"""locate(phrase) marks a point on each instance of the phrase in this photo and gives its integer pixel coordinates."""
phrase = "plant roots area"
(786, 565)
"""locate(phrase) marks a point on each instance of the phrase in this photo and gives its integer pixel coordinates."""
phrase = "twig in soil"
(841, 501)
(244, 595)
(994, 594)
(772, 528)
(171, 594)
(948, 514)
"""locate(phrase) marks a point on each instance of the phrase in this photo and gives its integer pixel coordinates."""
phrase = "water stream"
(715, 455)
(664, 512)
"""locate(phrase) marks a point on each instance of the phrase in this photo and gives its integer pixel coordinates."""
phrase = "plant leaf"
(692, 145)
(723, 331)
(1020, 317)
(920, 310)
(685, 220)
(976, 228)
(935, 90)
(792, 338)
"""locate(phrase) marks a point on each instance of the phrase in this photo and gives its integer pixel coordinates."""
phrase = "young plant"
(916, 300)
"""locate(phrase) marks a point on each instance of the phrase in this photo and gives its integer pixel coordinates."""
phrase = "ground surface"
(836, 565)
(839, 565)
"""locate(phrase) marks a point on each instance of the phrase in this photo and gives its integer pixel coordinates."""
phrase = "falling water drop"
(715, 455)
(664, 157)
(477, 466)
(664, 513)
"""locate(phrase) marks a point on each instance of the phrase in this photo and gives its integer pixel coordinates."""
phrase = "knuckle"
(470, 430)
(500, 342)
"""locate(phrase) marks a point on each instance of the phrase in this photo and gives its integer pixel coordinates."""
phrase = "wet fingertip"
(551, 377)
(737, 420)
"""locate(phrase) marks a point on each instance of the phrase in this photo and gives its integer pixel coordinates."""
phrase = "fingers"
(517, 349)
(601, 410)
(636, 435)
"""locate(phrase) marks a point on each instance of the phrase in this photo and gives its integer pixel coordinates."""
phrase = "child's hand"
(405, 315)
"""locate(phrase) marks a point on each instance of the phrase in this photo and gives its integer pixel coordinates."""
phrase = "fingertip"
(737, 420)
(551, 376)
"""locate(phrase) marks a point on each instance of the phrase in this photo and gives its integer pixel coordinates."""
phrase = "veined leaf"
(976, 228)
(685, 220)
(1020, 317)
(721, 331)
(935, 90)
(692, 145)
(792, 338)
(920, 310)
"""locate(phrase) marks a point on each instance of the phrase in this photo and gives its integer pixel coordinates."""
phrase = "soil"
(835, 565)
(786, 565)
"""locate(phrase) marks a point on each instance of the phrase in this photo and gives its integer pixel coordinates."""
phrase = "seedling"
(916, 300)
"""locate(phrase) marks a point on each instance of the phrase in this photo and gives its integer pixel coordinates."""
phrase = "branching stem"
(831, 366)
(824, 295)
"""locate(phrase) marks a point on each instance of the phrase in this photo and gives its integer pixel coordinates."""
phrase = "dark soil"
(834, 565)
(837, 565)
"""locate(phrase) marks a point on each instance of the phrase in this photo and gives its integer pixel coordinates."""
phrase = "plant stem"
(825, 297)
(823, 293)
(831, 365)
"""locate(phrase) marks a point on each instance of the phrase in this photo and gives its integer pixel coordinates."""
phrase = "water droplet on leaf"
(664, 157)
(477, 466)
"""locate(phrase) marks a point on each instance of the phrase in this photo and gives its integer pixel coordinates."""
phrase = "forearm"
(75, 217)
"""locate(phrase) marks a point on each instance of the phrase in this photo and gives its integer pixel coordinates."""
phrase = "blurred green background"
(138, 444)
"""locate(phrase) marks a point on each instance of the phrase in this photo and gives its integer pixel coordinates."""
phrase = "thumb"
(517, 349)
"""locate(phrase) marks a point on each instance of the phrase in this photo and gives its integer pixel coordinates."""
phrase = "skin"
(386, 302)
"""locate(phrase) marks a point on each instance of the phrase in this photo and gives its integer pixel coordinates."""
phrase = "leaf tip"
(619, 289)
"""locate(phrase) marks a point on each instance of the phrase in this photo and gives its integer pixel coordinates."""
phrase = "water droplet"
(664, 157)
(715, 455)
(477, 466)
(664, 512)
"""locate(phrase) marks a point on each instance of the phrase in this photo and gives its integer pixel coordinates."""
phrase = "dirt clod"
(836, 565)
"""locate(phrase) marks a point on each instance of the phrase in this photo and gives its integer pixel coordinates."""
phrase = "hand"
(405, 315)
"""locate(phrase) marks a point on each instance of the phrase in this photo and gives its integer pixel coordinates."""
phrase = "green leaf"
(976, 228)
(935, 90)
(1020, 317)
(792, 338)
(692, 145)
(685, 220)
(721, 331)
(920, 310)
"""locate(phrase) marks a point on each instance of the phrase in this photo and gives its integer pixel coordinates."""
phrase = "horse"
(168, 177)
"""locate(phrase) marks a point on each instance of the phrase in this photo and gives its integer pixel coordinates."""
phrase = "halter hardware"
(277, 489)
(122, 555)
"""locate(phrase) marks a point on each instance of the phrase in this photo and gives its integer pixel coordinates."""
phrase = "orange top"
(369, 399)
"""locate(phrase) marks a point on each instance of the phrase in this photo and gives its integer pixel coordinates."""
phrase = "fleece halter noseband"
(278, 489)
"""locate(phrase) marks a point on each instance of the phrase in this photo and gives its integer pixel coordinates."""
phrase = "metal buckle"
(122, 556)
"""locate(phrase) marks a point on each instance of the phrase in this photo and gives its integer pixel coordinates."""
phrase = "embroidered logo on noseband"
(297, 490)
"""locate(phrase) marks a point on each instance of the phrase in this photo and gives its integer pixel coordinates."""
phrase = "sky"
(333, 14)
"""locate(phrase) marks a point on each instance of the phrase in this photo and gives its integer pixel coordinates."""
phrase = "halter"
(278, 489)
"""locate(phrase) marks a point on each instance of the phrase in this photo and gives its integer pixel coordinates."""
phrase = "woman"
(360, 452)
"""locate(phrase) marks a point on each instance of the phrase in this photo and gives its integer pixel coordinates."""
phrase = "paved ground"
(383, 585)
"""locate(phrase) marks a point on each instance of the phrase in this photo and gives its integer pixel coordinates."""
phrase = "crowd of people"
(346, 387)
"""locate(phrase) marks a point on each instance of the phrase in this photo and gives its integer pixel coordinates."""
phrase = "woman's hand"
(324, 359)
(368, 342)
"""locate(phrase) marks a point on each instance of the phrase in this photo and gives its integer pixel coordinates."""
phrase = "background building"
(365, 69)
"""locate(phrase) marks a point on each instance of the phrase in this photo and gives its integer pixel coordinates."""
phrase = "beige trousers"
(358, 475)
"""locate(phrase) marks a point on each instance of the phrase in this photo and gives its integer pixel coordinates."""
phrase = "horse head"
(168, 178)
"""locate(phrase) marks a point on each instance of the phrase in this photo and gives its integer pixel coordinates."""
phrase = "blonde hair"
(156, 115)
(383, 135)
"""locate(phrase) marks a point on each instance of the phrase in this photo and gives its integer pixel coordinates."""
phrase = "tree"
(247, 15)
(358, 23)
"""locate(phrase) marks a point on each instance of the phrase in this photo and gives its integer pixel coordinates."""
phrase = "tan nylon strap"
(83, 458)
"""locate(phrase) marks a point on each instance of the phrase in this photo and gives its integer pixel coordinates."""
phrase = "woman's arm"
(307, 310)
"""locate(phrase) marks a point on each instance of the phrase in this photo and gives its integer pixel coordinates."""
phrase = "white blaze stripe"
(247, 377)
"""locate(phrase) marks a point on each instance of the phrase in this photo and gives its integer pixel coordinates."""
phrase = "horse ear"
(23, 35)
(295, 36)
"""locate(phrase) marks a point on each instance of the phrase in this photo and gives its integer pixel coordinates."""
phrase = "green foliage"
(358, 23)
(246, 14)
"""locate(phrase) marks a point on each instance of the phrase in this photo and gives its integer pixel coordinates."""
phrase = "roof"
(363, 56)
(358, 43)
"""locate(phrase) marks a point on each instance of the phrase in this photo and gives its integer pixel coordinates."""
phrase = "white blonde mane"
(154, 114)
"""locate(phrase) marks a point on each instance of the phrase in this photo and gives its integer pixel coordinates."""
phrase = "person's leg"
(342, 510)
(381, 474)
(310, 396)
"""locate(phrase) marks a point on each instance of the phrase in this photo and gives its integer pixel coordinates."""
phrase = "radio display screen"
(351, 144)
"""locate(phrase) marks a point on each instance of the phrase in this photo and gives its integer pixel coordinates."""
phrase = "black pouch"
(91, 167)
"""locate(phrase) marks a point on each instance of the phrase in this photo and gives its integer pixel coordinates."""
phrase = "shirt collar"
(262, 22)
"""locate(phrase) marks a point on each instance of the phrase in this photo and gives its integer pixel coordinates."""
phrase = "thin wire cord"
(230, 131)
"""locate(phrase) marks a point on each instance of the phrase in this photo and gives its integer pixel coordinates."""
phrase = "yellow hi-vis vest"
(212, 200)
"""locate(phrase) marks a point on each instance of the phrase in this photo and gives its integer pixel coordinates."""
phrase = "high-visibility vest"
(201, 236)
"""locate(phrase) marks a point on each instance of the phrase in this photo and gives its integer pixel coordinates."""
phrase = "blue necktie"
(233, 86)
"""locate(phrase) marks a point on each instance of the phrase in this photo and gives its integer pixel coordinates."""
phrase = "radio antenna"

→ **Aim**: Extract every line of the rows above that contains the string "leaf".

→ **Solution to the problem**:
phrase = "plant leaf"
phrase = "veined leaf"
phrase = "water droplet on leaf"
phrase = "leaf tip"
phrase = "green leaf"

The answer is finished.